Generation of pTol2-Destintation constructs for tissue-specific gene expression. A: Gateway cassettes from the pCSDest plasmids described in Figure 2A were transferred into a modified pTol2 vector. The presence of an EcoRV site immediately upstream of the cassettes in each plasmid allows subsequent transfer of promoter elements. B: An lmo2 promoter fragment was cloned into the pTolDest plasmid to generate pTollmo2Dest. This plasmid was then used in an LR reaction with pENTRegfp2 to yield the injection construct pTol2lmo2:egfp. Note that att sites are not to scale.

Fig. 6

Validation of pTollmo2-Dest vectors. A–N: Injected embryos at 28 hours postfertilization, lateral views, dorsal is up, anterior to the left. A,B: Embryo injected with 25 pg of pTollmo2:egfp and 25 pg of transposase mRNA. A: Transmitted light image. B: Fluorescent image of embryo in A to visualize enhanced green fluorescent protein (Egfp) expression. Inset, higher magnification of trunk region, indicating Egfp expression in numerous segmental arteries (arrowheads) and intermediate cell mass (bracket). C–N: Embryos injected with 25 pg of pTollmo2:mcherry-egfp and 25 pg of transposase mRNA. C,F: Transmitted light image. D,G: Epifluorescence image to visualize Egfp expression. E,H: Epifluorescence image to visualize mCherry expression. F–H: Higher magnification view of caudal vein expression from embryo in C (box). I–N: Confocal micrographs; embryo is different than the one pictured in C. I: Green fluorescence of mCherry-Egfp in a segmental artery (arrow) and red blood cells (arrowheads). J: Red fluorescence of mCherry-Egfp. K: Overlay of green and red fluorescence from images in I and J. L: Green fluorescence of mCherry-Egfp in blood cells. M: Red fluorescence of mCherry-Egfp in blood cells. N: Overlay of green and red fluorescence from images in L and M.

Fig. 7

Multisite Gateway cloning to generate a tissue-specific Tol2 construct for expression of C-terminal fusion proteins. A: Three-way multisite reaction into pDestTol2pA. The egfp and mcherry Entry clones are the same as those used in Figure 4. Note that att sites are not to scale. B–G: Embryos injected with 25 pg transposase mRNA and 25 pg pTolbactin2:egfp-mcherry; lateral view, dorsal is up, anterior to the left. B: Transmitted light illumination. C: Illumination to visualize green fluorescence. D: Illumination to visualize red fluorescence. E–G: Confocal micrographs; embryo is different than the one pictured in B. E: Mosaic green fluorescence of Egfp-mCherry observed in epidermal cells (arrows) and muscle cells (arrowheads). F: Red fluorescence of Egfp-mCherry. G: Overlay of images in E,F.

- [What you will do]:
**a)** According to the figure legends on Tol2 Gateway constructs, what restriction site sits immediately upstream of the Gateway cassettes in each modified pTol2 plasmid?
**b)** Resume the figure legends on Tol2 Gateway constructs, continuing from their final sentence.

- [Dataset excerpts]:
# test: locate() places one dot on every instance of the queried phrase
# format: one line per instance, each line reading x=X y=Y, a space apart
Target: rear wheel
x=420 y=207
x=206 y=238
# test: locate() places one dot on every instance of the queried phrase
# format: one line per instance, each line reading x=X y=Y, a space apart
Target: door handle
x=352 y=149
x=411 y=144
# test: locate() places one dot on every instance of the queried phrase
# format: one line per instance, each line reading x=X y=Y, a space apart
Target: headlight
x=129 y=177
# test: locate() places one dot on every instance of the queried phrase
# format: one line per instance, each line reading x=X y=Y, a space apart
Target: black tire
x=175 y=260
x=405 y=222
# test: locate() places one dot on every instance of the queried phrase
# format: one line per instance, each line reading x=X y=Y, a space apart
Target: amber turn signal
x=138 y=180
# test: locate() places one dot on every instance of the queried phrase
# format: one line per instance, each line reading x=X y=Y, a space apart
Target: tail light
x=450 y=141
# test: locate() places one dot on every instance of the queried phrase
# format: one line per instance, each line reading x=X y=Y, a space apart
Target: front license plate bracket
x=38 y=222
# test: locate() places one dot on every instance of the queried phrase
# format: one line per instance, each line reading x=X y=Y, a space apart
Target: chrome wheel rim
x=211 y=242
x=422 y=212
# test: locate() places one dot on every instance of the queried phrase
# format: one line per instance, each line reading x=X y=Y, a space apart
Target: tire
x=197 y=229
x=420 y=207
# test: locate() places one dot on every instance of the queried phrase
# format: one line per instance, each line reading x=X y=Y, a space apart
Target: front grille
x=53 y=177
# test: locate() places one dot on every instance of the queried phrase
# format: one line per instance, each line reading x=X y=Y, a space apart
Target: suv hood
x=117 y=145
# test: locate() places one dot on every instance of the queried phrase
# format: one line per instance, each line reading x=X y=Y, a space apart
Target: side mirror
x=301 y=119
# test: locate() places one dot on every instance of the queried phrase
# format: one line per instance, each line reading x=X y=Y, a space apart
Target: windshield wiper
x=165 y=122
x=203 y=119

- [List of answers]:
**a)** An EcoRV site.

**b)**
Fig. 8

Identification of an endothelial enhancer in the fli1a first intron. A: Schematic description of polymerase chain reaction and BP cloning approach to generate overlapping 1-kb fragments for screening enhancer activity. B: Description of LR multisite cloning to generate injection constructs. C-E: Transmitted light images of embryos immunostained with an antibody against Egfp; embryos were co-injected with 25 pg of indicated Tol2 construct and 25 pg of Tol2 transposase mRNA. C: Expression of Egfp in blood vessels of the head and trunk in an embryo injected with pTol-fli1a-0.9/+5.9:egfp. D: Ectopic Egfp expression in the head and trunk in an embryo injected with pTol-fli1a+1.2/+2.2:egfp. E: Egfp expression in head vessels (arrows) and trunk vessels (arrowhead) in an embryo injected with pTolflia+2.2/+3.2:egfp.

Fig. 9

Construction and use of an endothelial Tol2 Destination vector. A: Description of the construction of a Tol2-based Destination vector for generating injection constructs to drive expression in endothelial cells. B: Embryo injected with pTolfli1ep:egfp showing robust Egfp expression throughout the trunk blood vessels at 26 hours postfertilization.